◆ **WORK TO COMPLETE**:
Reproduce the full passage about Mugello below, word for word, with nothing changed.

◆ **PASSAGE PROVIDED**:
Spending time in Mugello means, I think, putting yourself in the shoes of a Mario Monicelli in search of inspiration. Games of briscola in Arci or Acli clubs, conversations in bars, abundant in every village, prompt slow as, today, unusual stays. If you then think about birdwatching on the Apennine ridges….
A not-to-be-missed excursion?
Mugello is traversed by the now well-known Via Degli Dei, which connects Bologna to Florence. The Via, which also encounters Roman paving stones, descends into Mugello from the Futa Pass and passes first Sant’Agata with its parish church then San Piero a Sieve, Tuscany’s first town with the Medici legacies of its Buontalenti Fortress and Trebbio Castle; then ascends to the Monastery of Monte Senario, a balcony over Fiesole and Florence, the final destination for wayfarers. The popularity of the Via has paved the way in Mugello for the recovery of ancient paths and dirt roads as well as the design of new routes within the valley, to be done on foot, by bike or on horseback. Such as The Rings of Infinity, 4 trails that start and return to San Piero a Sieve. Popularity that has spurred the opening of bike clubs and revitalized ancient horseback riding stables, as well as stimulated small-scale production of natural foods, from the Firenzuola potato to cheeses, fine wines and saffron crops.

◆ **PROVIDED DATA**:
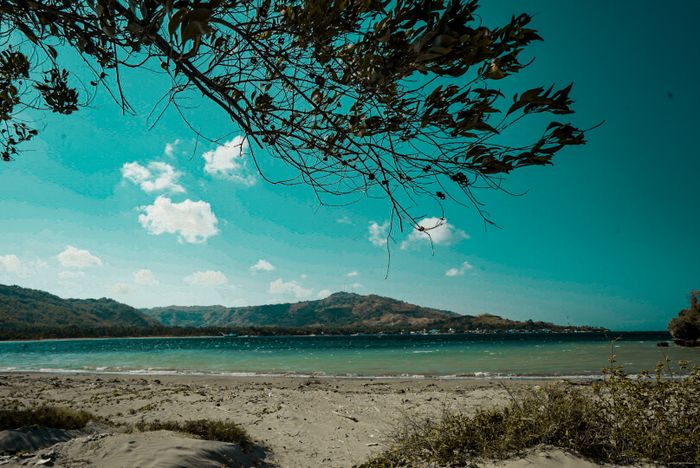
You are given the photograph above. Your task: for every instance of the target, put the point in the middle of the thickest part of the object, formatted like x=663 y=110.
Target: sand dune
x=296 y=422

◆ **SOLUTION FOR THIS PROBLEM**:
Spending time in Mugello means, I think, putting yourself in the shoes of a Mario Monicelli in search of inspiration. Games of briscola in Arci or Acli clubs, conversations in bars, abundant in every village, prompt slow as, today, unusual stays. If you then think about birdwatching on the Apennine ridges….
A not-to-be-missed excursion?
Mugello is traversed by the now well-known Via Degli Dei, which connects Bologna to Florence. The Via, which also encounters Roman paving stones, descends into Mugello from the Futa Pass and passes first Sant’Agata with its parish church then San Piero a Sieve, Tuscany’s first town with the Medici legacies of its Buontalenti Fortress and Trebbio Castle; then ascends to the Monastery of Monte Senario, a balcony over Fiesole and Florence, the final destination for wayfarers. The popularity of the Via has paved the way in Mugello for the recovery of ancient paths and dirt roads as well as the design of new routes within the valley, to be done on foot, by bike or on horseback. Such as The Rings of Infinity, 4 trails that start and return to San Piero a Sieve. Popularity that has spurred the opening of bike clubs and revitalized ancient horseback riding stables, as well as stimulated small-scale production of natural foods, from the Firenzuola potato to cheeses, fine wines and saffron crops.